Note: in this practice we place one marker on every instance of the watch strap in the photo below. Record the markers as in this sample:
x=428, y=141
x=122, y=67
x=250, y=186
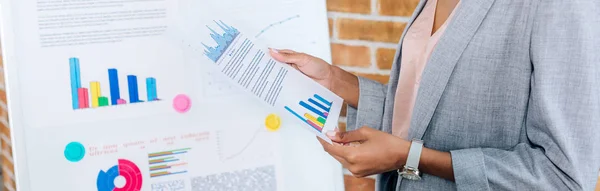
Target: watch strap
x=414, y=154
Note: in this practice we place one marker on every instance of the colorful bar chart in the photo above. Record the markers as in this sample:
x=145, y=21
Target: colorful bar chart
x=92, y=97
x=167, y=163
x=316, y=110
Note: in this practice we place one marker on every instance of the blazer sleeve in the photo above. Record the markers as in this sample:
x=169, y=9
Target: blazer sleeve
x=562, y=126
x=370, y=105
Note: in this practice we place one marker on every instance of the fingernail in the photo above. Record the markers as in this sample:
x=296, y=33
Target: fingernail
x=331, y=133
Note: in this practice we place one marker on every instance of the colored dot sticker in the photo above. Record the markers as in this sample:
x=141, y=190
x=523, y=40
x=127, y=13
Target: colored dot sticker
x=74, y=152
x=273, y=123
x=182, y=103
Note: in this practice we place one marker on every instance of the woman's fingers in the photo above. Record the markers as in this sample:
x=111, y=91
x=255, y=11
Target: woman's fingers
x=348, y=137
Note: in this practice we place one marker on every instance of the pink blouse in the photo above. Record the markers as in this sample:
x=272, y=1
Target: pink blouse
x=416, y=48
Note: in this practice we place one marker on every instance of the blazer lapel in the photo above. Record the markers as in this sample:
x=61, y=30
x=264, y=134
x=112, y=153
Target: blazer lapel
x=461, y=29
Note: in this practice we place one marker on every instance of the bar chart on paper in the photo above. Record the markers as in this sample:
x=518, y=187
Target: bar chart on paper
x=166, y=163
x=93, y=97
x=316, y=111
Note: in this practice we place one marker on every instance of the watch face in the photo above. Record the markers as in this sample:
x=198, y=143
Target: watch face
x=411, y=176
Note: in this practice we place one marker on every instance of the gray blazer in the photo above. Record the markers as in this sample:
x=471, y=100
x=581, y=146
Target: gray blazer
x=512, y=90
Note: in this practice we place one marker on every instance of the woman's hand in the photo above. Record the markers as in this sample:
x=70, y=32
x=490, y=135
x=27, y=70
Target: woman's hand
x=367, y=151
x=340, y=82
x=311, y=66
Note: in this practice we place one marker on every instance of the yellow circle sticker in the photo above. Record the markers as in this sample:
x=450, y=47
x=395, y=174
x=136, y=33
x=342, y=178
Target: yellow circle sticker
x=273, y=123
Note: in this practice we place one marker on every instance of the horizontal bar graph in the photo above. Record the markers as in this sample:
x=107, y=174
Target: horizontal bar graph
x=167, y=163
x=93, y=97
x=316, y=112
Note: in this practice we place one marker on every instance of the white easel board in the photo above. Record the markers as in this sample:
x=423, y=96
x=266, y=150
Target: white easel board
x=97, y=93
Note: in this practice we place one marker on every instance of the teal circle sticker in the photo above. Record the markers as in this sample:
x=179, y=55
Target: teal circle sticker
x=74, y=152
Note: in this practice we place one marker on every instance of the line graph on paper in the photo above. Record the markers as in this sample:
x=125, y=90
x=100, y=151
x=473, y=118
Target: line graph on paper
x=269, y=27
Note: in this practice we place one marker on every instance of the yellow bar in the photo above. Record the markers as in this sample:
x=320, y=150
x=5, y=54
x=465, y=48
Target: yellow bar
x=313, y=119
x=95, y=90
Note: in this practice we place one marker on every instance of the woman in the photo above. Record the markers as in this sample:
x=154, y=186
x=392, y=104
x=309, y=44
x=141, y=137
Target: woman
x=504, y=94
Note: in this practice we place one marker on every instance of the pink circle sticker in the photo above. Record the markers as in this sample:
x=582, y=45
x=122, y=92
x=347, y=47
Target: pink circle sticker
x=182, y=103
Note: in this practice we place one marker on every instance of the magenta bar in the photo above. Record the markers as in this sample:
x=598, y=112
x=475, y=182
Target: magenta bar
x=84, y=100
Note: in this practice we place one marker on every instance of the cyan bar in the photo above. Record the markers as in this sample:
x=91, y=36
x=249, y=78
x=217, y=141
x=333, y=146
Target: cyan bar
x=133, y=89
x=319, y=104
x=323, y=100
x=151, y=89
x=311, y=108
x=113, y=80
x=75, y=81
::::::::
Task details: The data above must be written out again word for word, without its pictures.

Response to this exercise:
Note: in this practice we place one marker on every instance of the watch strap in the photo below. Record the markers as in this sample:
x=428, y=141
x=122, y=67
x=250, y=186
Target: watch strap
x=414, y=154
Note: in this practice we place one marker on every instance of the colorful bar chart in the photo above. Record the markers as in this sample:
x=145, y=21
Target: colorful bar chart
x=92, y=97
x=167, y=163
x=316, y=110
Note: in this practice we place one marker on every instance of the blazer sleeve in the photo above. Record the markers as in this sample:
x=169, y=9
Target: blazer sleeve
x=562, y=126
x=370, y=105
Note: in this practice we place one marker on every instance of the fingernail in the photo above. Record the markers as in this sample:
x=296, y=33
Target: fingernail
x=331, y=133
Note: in this practice we place one marker on every instance of the colored dot sticker in the photo above. Record the markers as in this sample:
x=141, y=190
x=523, y=40
x=127, y=13
Target: colored dot sticker
x=74, y=152
x=273, y=123
x=182, y=103
Note: in this practice we place one marker on every instance of the woman's fingers in the photo above. Record the markers as in this sample:
x=111, y=91
x=255, y=11
Target: woman's fingers
x=348, y=137
Note: in this practice we place one marker on every instance of the pink blouse in the photo above. Record the markers as in this sample:
x=272, y=1
Target: pink blouse
x=416, y=48
Note: in this practice we place one marker on every instance of the blazer lapel in the photo above. Record the markers as in this sample:
x=61, y=30
x=264, y=134
x=112, y=153
Target: blazer lapel
x=461, y=29
Note: in this practice we place one marker on every instance of the bar chart on paper in the photo above. Record the markers as in this sample:
x=518, y=187
Target: bar chart on paper
x=166, y=163
x=93, y=97
x=316, y=111
Note: in this practice we place one marker on every instance of the watch face in the photo above. Record the markers as in this sample:
x=198, y=143
Target: watch face
x=411, y=176
Note: in this practice we place one marker on every instance of the gray blazer in the photo above. Record the markers as in this sample:
x=471, y=100
x=581, y=146
Target: gray blazer
x=512, y=90
Note: in this practice we place one marker on every instance of the woman's hand in the photo above. Record the markers as in this sample:
x=70, y=32
x=490, y=135
x=27, y=70
Target: woman's hand
x=367, y=151
x=340, y=82
x=311, y=66
Note: in this practice we place one marker on every instance of the yellow circle sticker in the photo above. Record the markers as in this sample:
x=450, y=47
x=395, y=174
x=136, y=33
x=342, y=178
Target: yellow circle sticker
x=273, y=123
Note: in this practice we place one marker on every instance of the horizontal bar graph in the photo above. Record the markers as in this sample:
x=107, y=174
Target: horizontal bar graph
x=167, y=163
x=93, y=97
x=316, y=112
Note: in this practice we place one marker on every instance of the white easel board in the photo above. Record the markers as in this sample:
x=423, y=96
x=266, y=150
Target: white easel board
x=97, y=93
Note: in this practice we place one marker on every instance of the teal circle sticker in the photo above. Record the markers as in this sample:
x=179, y=55
Target: teal circle sticker
x=74, y=152
Note: in this practice we place one marker on every instance of the line graph on paper in the photo above. Record the markers as in this sample:
x=125, y=90
x=100, y=151
x=473, y=118
Target: line graph on paper
x=269, y=27
Note: in this practice we place one marker on every instance of the yellow bar in the photo above. Record the markers as in this sample:
x=320, y=150
x=5, y=54
x=465, y=48
Target: yellow bar
x=313, y=119
x=95, y=90
Note: in this practice we place one marker on every instance of the woman in the photo above. Record the markers as in this sample:
x=154, y=186
x=392, y=104
x=309, y=44
x=141, y=137
Target: woman
x=504, y=94
Note: in this practice we place one marker on every instance of the pink circle sticker in the photo above. Record the markers as in this sample:
x=582, y=45
x=122, y=92
x=347, y=47
Target: pink circle sticker
x=182, y=103
Note: in this practice we place one marker on every instance of the magenta bar in the photo above. Record the markers as in this sample:
x=598, y=112
x=475, y=182
Target: magenta bar
x=84, y=100
Note: in this practice we place one marker on every instance of the cyan bar in the photo above. Record the markers as in this sample:
x=91, y=36
x=249, y=78
x=217, y=141
x=333, y=146
Target: cyan bar
x=133, y=89
x=319, y=104
x=323, y=100
x=151, y=89
x=311, y=108
x=113, y=80
x=75, y=81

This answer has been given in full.